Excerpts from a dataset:
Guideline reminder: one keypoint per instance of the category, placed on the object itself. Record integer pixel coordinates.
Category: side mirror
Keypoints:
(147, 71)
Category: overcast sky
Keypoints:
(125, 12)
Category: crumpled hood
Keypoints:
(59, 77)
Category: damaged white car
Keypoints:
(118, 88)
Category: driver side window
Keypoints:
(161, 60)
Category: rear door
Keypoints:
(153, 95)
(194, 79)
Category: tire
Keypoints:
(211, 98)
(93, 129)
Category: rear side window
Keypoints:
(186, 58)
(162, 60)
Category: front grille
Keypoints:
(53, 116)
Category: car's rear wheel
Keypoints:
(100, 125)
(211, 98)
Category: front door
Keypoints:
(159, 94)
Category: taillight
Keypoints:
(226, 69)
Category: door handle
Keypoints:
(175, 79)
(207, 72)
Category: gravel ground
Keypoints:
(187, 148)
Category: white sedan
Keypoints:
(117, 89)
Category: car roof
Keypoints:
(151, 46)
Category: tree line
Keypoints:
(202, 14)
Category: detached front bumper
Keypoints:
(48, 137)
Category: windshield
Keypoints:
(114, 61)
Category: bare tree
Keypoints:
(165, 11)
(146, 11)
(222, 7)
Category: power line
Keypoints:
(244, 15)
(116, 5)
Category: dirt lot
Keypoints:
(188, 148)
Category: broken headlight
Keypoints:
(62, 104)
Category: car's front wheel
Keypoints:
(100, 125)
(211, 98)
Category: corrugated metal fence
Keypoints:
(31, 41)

--

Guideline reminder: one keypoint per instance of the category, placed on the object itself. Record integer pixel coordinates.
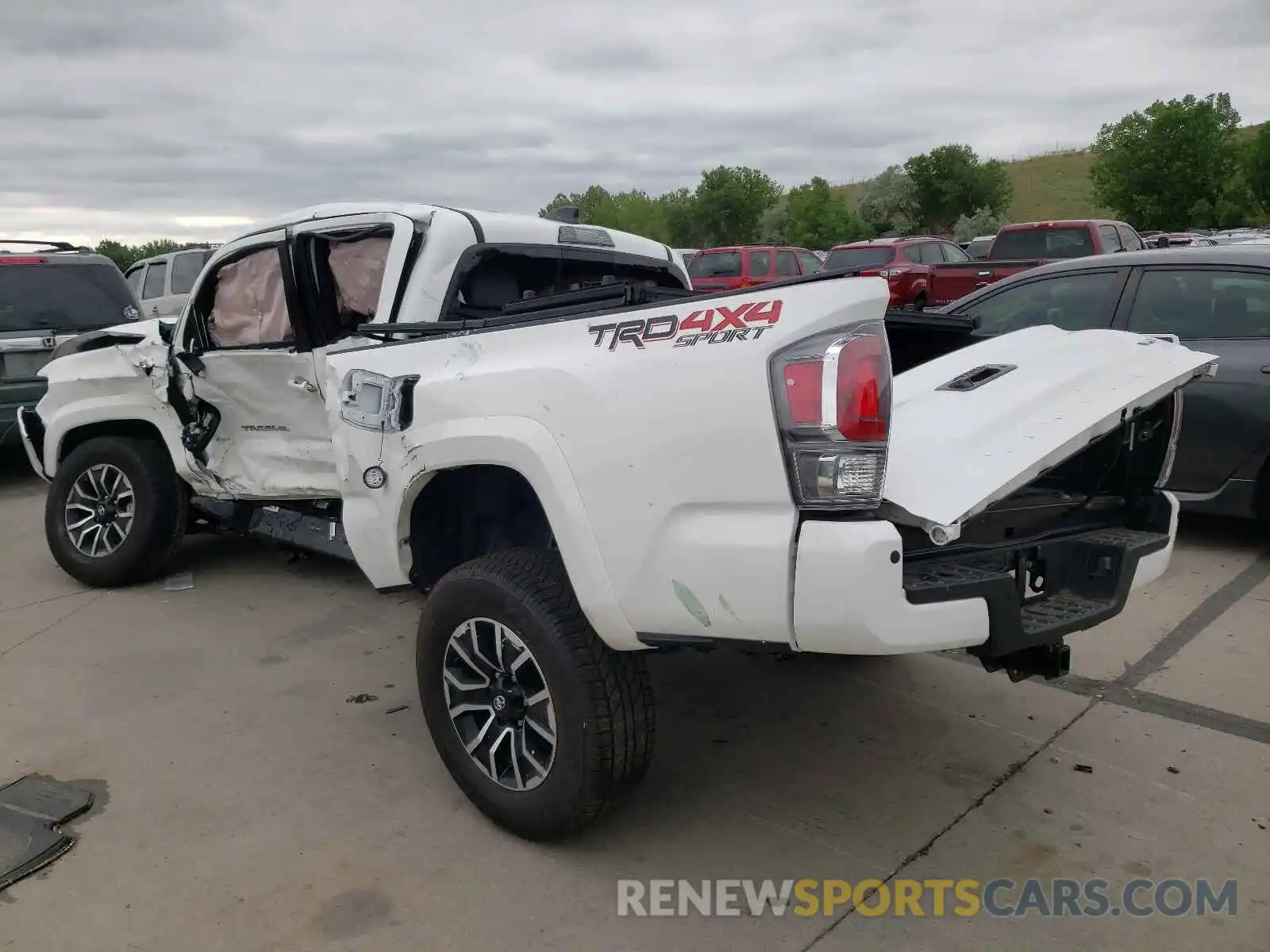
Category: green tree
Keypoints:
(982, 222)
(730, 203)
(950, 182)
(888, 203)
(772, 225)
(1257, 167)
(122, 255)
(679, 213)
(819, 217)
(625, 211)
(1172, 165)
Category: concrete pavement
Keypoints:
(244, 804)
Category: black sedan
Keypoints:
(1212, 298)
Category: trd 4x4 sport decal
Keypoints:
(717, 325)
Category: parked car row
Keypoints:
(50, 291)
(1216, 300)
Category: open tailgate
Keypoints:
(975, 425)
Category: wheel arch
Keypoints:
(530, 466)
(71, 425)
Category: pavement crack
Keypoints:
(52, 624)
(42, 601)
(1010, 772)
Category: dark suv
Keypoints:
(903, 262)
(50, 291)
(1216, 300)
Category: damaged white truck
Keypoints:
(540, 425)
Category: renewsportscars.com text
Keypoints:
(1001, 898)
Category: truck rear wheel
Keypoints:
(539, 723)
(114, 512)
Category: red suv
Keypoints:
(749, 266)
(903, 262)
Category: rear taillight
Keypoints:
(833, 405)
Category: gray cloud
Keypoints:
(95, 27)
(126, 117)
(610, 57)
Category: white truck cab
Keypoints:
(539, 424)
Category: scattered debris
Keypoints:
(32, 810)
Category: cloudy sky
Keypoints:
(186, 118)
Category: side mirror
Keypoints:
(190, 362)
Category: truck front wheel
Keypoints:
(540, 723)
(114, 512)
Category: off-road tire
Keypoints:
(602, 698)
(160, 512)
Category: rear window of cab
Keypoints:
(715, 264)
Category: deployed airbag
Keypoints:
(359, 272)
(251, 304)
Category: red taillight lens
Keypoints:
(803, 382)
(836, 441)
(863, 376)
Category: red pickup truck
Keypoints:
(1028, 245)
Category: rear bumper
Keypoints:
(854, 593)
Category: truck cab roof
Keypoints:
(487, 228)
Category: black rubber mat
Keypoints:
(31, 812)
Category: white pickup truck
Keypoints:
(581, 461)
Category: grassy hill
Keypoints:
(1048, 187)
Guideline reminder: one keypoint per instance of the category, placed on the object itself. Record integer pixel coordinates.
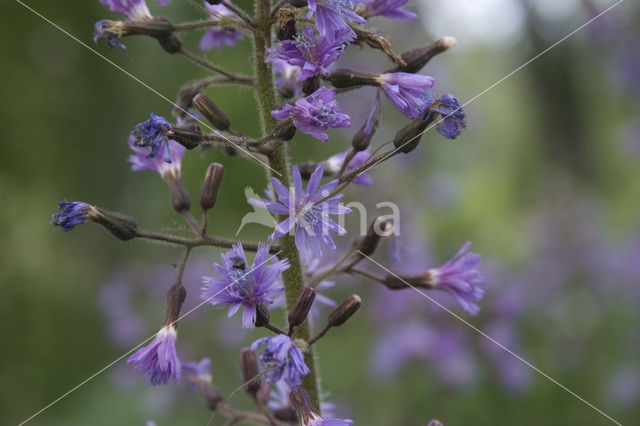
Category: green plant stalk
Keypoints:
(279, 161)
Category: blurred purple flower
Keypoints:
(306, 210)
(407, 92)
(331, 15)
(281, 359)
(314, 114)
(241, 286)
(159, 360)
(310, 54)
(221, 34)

- [Exercise brief] Output the lines of the records above exactly as they appear, from the line containing "Category: wheel arch" through the line containing "Category: truck rear wheel".

- [Exercise output]
Category: wheel arch
Keypoints:
(530, 466)
(71, 425)
Category: pavement crack
Keypoints:
(52, 624)
(42, 601)
(1010, 772)
Category: dark suv
Keypoints:
(903, 262)
(50, 291)
(1216, 300)
Category: damaged white truck
Keypoints:
(540, 425)
Category: renewsportscars.com text
Keypoints:
(1001, 898)
Category: truck rear wheel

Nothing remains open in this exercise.